● Page:

In [6]:
import pandas as pd

def read_csv_column(csv_path, column_name):
    df = pd.read_csv(csv_path, encoding='utf-8', low_memory=False)
    return df[column_name].tolist()

def read_csv_with_weight(csv_path):
    df = pd.read_csv(csv_path, encoding='utf-8', low_memory=False)
    # 转发数,评论数,点赞数
    comments = df['评论数'].tolist()
    reposts = df['转发数'].tolist()
    likes = df['点赞数'].tolist()
    weibos = df['微博正文'].tolist()
    results = []

    for row in range(len(weibos)):
        # times = 1 + int(reposts[row]/100) + int(comments[row]/500) + int(likes[row]/1000)
        if comments[row] + reposts[row] + likes[row] > 10:
            results.append(weibos[row])
        # for time in range(times):
        #     results.append(weibos[row])
    return results


In [7]:
contents = read_csv_with_weight('./trump/preprocessed_v2.csv' )

new_list = []

for content in contents:
    content = content.split()
    new_list.append(content)


In [8]:
from gensim.corpora import Dictionary

'''
Create a dictionary from 'processed_docs' containing the number of times a word appears
in the training set using gensim.corpora.Dictionary and call it 'dictionary'
'''

dictionary = Dictionary(new_list)
dictionary.filter_extremes(no_below=5, no_above=0.85, keep_n=10000)

'''
Create the Bag-of-words model for each document i.e for each document we create a dictionary reporting how many
words and how many times those words appear. Save this to 'bow_corpus'
'''
bow_corpus = [dictionary.doc2bow(doc) for doc in new_list]

document_num = 20
bow_doc_x = bow_corpus[document_num]

for i in range(len(bow_doc_x)):
    print("Word {} (\"{}\") appears {} time.".format(bow_doc_x[i][0],
                                                     dictionary[bow_doc_x[i][0]],
                                                     bow_doc_x[i][1]))

● Exercise 1:
Reproduce the notebook code between "new_list.append(content)" and "dictionary = Dictionary(new_list)", inclusive.
● Exercise 2:
In the notebook code, what value is given for keep_n in the call to filter_extremes?
The data that come after the notebook code have no connection to it.

● Source excerpt:
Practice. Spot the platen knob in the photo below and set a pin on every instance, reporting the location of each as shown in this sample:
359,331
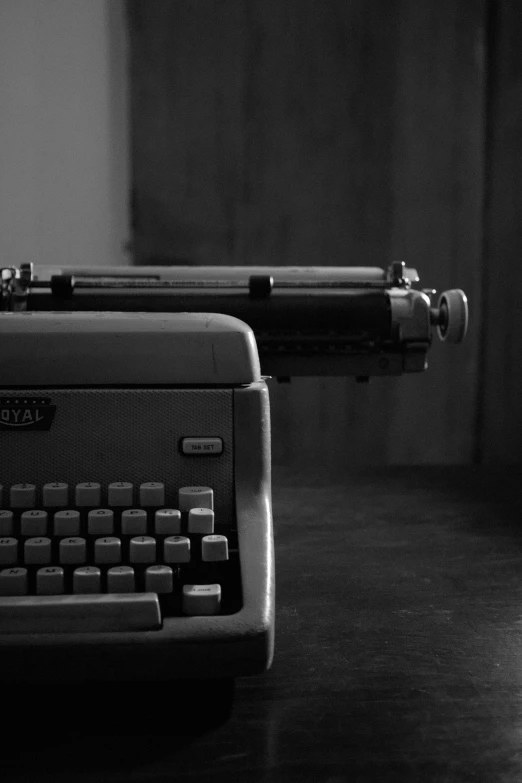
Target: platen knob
452,316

● Correct response 1:
new_list.append(content)


In [8]:
from gensim.corpora import Dictionary

'''
Create a dictionary from 'processed_docs' containing the number of times a word appears
in the training set using gensim.corpora.Dictionary and call it 'dictionary'
'''

dictionary = Dictionary(new_list)

● Correct response 2:
10000